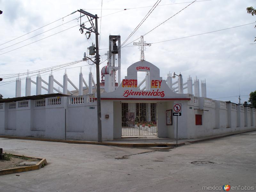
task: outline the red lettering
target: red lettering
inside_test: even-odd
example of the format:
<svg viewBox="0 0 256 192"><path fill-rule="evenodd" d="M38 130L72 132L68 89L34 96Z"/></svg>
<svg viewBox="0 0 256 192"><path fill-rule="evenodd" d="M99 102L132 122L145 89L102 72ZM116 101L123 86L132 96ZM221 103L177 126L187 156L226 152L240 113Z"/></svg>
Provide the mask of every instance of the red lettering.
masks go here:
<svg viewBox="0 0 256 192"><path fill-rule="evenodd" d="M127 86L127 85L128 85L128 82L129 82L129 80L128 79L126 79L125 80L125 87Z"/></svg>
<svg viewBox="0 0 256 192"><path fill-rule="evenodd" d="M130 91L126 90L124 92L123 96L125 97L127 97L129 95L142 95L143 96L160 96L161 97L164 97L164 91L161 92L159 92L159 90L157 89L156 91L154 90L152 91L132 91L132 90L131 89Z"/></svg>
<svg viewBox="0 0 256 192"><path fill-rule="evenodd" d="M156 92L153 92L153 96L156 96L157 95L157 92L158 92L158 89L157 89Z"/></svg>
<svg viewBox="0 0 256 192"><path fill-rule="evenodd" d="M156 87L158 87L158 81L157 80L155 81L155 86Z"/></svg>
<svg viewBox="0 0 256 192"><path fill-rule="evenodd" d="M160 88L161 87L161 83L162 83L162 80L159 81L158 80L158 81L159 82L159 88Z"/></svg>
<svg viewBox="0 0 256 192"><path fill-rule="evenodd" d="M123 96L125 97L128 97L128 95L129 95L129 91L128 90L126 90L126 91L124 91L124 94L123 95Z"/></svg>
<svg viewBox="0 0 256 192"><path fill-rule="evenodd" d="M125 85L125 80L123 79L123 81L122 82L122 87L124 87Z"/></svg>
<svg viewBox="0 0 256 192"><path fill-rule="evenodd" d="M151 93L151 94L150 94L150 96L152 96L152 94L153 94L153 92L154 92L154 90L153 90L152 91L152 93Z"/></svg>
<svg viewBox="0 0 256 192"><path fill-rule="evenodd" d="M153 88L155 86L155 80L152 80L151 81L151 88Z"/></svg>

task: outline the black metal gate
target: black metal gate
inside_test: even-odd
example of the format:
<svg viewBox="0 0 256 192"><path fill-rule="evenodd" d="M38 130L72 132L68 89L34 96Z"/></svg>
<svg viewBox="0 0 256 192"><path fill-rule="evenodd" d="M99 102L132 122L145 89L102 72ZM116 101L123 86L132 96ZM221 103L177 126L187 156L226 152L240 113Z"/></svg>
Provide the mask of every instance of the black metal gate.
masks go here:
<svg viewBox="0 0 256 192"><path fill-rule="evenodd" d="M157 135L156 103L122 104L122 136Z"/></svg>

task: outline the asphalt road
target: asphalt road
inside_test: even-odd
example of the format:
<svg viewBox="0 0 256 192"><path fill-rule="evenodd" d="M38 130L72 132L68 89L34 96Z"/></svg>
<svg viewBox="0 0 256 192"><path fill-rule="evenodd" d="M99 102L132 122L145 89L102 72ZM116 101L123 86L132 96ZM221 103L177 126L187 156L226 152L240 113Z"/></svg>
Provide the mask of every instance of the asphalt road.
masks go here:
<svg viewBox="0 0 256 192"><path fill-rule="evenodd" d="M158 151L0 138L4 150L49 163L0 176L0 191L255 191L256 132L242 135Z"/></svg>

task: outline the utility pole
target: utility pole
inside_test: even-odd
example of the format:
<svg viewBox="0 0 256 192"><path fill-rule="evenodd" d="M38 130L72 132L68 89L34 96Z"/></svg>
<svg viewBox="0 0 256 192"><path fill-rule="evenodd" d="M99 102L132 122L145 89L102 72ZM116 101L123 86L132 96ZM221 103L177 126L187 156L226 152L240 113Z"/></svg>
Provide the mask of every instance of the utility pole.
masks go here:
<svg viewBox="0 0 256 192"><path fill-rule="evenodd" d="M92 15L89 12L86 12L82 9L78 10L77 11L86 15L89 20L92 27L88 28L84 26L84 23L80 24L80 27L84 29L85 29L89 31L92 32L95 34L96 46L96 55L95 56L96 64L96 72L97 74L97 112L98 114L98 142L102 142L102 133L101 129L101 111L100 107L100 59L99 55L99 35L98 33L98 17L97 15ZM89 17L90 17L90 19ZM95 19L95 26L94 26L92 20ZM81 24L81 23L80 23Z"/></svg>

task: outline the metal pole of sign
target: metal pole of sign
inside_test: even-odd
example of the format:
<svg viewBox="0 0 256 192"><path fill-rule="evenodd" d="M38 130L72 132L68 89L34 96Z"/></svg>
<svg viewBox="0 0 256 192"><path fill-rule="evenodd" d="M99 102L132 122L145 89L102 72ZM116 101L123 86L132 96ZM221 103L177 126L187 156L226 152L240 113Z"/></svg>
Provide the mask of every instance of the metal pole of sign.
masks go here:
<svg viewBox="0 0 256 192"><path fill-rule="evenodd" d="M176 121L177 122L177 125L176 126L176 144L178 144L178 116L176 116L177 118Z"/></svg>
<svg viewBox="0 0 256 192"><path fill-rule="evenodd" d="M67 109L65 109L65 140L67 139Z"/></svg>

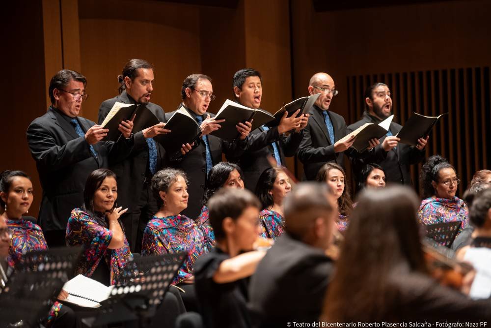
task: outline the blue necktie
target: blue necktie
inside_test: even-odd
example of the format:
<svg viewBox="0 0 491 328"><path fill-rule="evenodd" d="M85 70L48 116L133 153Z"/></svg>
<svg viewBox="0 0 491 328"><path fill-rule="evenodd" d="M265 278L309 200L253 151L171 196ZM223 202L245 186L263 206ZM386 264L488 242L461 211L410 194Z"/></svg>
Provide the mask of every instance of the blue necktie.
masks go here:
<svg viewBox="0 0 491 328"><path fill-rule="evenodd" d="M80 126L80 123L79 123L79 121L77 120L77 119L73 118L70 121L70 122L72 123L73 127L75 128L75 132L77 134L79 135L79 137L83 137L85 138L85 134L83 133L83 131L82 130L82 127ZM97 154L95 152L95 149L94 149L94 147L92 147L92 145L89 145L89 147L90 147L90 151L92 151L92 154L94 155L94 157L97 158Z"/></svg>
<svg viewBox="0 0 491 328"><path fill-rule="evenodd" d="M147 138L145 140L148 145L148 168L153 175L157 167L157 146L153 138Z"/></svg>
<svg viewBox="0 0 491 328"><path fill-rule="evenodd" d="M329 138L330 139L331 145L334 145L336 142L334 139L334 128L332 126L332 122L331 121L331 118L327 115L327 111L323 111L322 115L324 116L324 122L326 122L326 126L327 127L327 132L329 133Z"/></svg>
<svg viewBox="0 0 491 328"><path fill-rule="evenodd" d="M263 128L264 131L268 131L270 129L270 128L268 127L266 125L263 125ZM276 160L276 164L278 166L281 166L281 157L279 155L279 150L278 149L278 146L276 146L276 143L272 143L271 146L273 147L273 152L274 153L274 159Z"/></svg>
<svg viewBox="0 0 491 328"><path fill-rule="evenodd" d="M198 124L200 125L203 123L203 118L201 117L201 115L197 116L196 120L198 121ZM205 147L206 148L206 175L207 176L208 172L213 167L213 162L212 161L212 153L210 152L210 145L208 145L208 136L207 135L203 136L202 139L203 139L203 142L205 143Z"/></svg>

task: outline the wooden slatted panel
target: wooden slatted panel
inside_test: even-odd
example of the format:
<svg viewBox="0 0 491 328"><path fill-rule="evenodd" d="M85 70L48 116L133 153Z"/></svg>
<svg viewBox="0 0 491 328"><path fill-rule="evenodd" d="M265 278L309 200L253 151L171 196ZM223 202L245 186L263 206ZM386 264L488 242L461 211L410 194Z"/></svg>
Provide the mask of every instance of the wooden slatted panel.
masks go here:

★ ★ ★ ★ ★ ★ ★

_Problem to work on_: Copy every line of the records above word for word, omitting the pictures.

_Solution to the exercise_:
task: outline the red lettering
target: red lettering
inside_test: even-odd
example of the format:
<svg viewBox="0 0 256 192"><path fill-rule="evenodd" d="M38 130L72 132L68 89L34 96Z"/></svg>
<svg viewBox="0 0 256 192"><path fill-rule="evenodd" d="M99 102L132 122L145 89L102 72ZM116 101L123 86L132 96ZM221 103L177 126L187 156L226 152L240 113Z"/></svg>
Provide the mask of every instance of the red lettering.
masks go here:
<svg viewBox="0 0 256 192"><path fill-rule="evenodd" d="M127 86L127 85L128 85L128 82L129 82L129 80L128 79L126 79L125 80L125 87Z"/></svg>
<svg viewBox="0 0 256 192"><path fill-rule="evenodd" d="M130 91L126 90L124 92L123 96L125 97L127 97L129 95L142 95L143 96L160 96L161 97L164 97L164 91L161 92L159 92L159 90L157 89L156 91L154 90L152 91L132 91L132 90L131 89Z"/></svg>
<svg viewBox="0 0 256 192"><path fill-rule="evenodd" d="M156 92L153 92L153 96L156 96L157 95L157 92L158 92L158 89L157 89Z"/></svg>
<svg viewBox="0 0 256 192"><path fill-rule="evenodd" d="M156 87L158 87L158 81L157 80L155 81L155 86Z"/></svg>
<svg viewBox="0 0 256 192"><path fill-rule="evenodd" d="M160 88L161 87L161 83L162 83L162 80L159 81L158 80L158 81L159 82L159 88Z"/></svg>
<svg viewBox="0 0 256 192"><path fill-rule="evenodd" d="M123 96L125 97L128 97L128 95L129 95L129 91L128 90L126 90L126 91L124 91L124 94L123 95Z"/></svg>
<svg viewBox="0 0 256 192"><path fill-rule="evenodd" d="M125 85L125 80L123 79L123 81L122 82L122 87L124 87Z"/></svg>
<svg viewBox="0 0 256 192"><path fill-rule="evenodd" d="M151 93L151 94L150 94L150 96L152 96L152 94L153 94L153 92L154 92L154 90L153 90L152 91L152 93Z"/></svg>
<svg viewBox="0 0 256 192"><path fill-rule="evenodd" d="M153 88L155 86L155 80L152 80L151 81L151 88Z"/></svg>

task: outline the black metal gate
target: black metal gate
inside_test: even-odd
example of the format:
<svg viewBox="0 0 256 192"><path fill-rule="evenodd" d="M38 130L72 132L68 89L34 96Z"/></svg>
<svg viewBox="0 0 256 192"><path fill-rule="evenodd" d="M99 102L132 122L145 89L102 72ZM116 101L123 86L132 96ZM221 103L177 126L187 156L226 152L240 113Z"/></svg>
Provide the mask of every instance of the black metal gate.
masks go here:
<svg viewBox="0 0 256 192"><path fill-rule="evenodd" d="M157 135L156 103L122 104L122 136Z"/></svg>

task: outline the asphalt road
target: asphalt road
inside_test: even-odd
example of the format:
<svg viewBox="0 0 256 192"><path fill-rule="evenodd" d="M38 130L72 132L68 89L34 96Z"/></svg>
<svg viewBox="0 0 256 192"><path fill-rule="evenodd" d="M99 102L132 122L145 89L102 72ZM116 101L123 86L132 96ZM221 103L177 126L187 156L226 152L240 113Z"/></svg>
Provide the mask of every instance of the asphalt road.
masks go here:
<svg viewBox="0 0 256 192"><path fill-rule="evenodd" d="M158 151L0 138L4 150L49 163L0 176L0 191L255 191L256 132L242 135Z"/></svg>

task: outline the utility pole
target: utility pole
inside_test: even-odd
example of the format:
<svg viewBox="0 0 256 192"><path fill-rule="evenodd" d="M38 130L72 132L68 89L34 96Z"/></svg>
<svg viewBox="0 0 256 192"><path fill-rule="evenodd" d="M99 102L132 122L145 89L102 72ZM116 101L123 86L132 96ZM221 103L177 126L187 156L226 152L240 113Z"/></svg>
Provide the mask of every instance of the utility pole.
masks go here:
<svg viewBox="0 0 256 192"><path fill-rule="evenodd" d="M92 15L89 12L86 12L82 9L78 10L77 11L86 15L89 20L92 27L88 28L84 26L84 23L80 24L80 27L84 29L85 29L89 31L92 32L95 34L96 46L96 55L95 56L96 64L96 72L97 74L97 112L98 114L98 142L102 142L102 133L101 129L101 111L100 107L100 59L99 55L99 35L98 33L98 17L97 15ZM89 17L90 17L90 19ZM95 19L95 26L94 26L92 20ZM81 24L81 23L80 23Z"/></svg>

task: outline the metal pole of sign
target: metal pole of sign
inside_test: even-odd
example of the format:
<svg viewBox="0 0 256 192"><path fill-rule="evenodd" d="M38 130L72 132L68 89L34 96Z"/></svg>
<svg viewBox="0 0 256 192"><path fill-rule="evenodd" d="M99 102L132 122L145 89L102 72ZM116 101L123 86L132 96ZM221 103L177 126L187 156L226 152L240 113Z"/></svg>
Provide the mask of every instance of the metal pole of sign.
masks go here:
<svg viewBox="0 0 256 192"><path fill-rule="evenodd" d="M176 121L177 122L177 125L176 126L176 144L178 144L178 116L176 116L177 118Z"/></svg>
<svg viewBox="0 0 256 192"><path fill-rule="evenodd" d="M67 109L65 109L65 140L67 139Z"/></svg>

task: outline the blue necktie
target: blue necktie
inside_test: even-odd
example of the format:
<svg viewBox="0 0 491 328"><path fill-rule="evenodd" d="M85 70L48 116L133 153Z"/></svg>
<svg viewBox="0 0 491 328"><path fill-rule="evenodd" d="M265 278L309 200L253 151L171 196ZM223 202L245 186L263 206ZM386 264L488 242L461 211L410 194Z"/></svg>
Provide the mask of every instance of the blue necktie.
masks go here:
<svg viewBox="0 0 491 328"><path fill-rule="evenodd" d="M80 126L80 123L79 123L79 121L77 120L77 119L73 118L70 121L70 122L72 123L73 127L75 128L75 132L77 134L79 135L79 137L83 137L85 138L85 134L83 133L83 131L82 130L82 127ZM97 154L95 152L95 149L94 149L94 147L92 147L92 145L89 145L89 147L90 147L90 151L92 151L92 154L94 155L94 157L97 158Z"/></svg>
<svg viewBox="0 0 491 328"><path fill-rule="evenodd" d="M147 138L145 140L148 145L148 168L153 175L157 167L157 146L153 138Z"/></svg>
<svg viewBox="0 0 491 328"><path fill-rule="evenodd" d="M329 138L330 139L331 145L334 145L336 142L334 139L334 128L332 126L332 122L331 121L331 118L327 115L327 111L323 111L322 115L324 116L324 122L326 122L326 126L327 127L327 132L329 133Z"/></svg>
<svg viewBox="0 0 491 328"><path fill-rule="evenodd" d="M263 128L264 131L268 131L270 129L270 128L268 127L266 125L263 125ZM276 160L276 164L278 166L281 166L281 157L279 155L279 150L278 149L278 146L276 146L276 143L272 143L271 146L273 147L273 152L274 153L274 159Z"/></svg>
<svg viewBox="0 0 491 328"><path fill-rule="evenodd" d="M198 124L200 125L203 123L203 118L201 117L201 115L197 116L196 120L198 121ZM205 147L206 148L206 175L207 176L208 172L213 167L213 162L212 161L212 153L210 152L210 145L208 145L208 136L207 135L203 136L202 139L203 139L203 142L205 143Z"/></svg>

task: outline the wooden slatted panel
target: wooden slatted panel
inside_test: even-odd
example of the format:
<svg viewBox="0 0 491 328"><path fill-rule="evenodd" d="M85 70L48 116L133 153Z"/></svg>
<svg viewBox="0 0 491 328"><path fill-rule="evenodd" d="M265 278L309 200L253 151L171 196ZM223 202L245 186L263 206ZM386 264L488 242L461 211L410 194Z"/></svg>
Provide the mask of every instance of the wooden slatted panel.
masks go here:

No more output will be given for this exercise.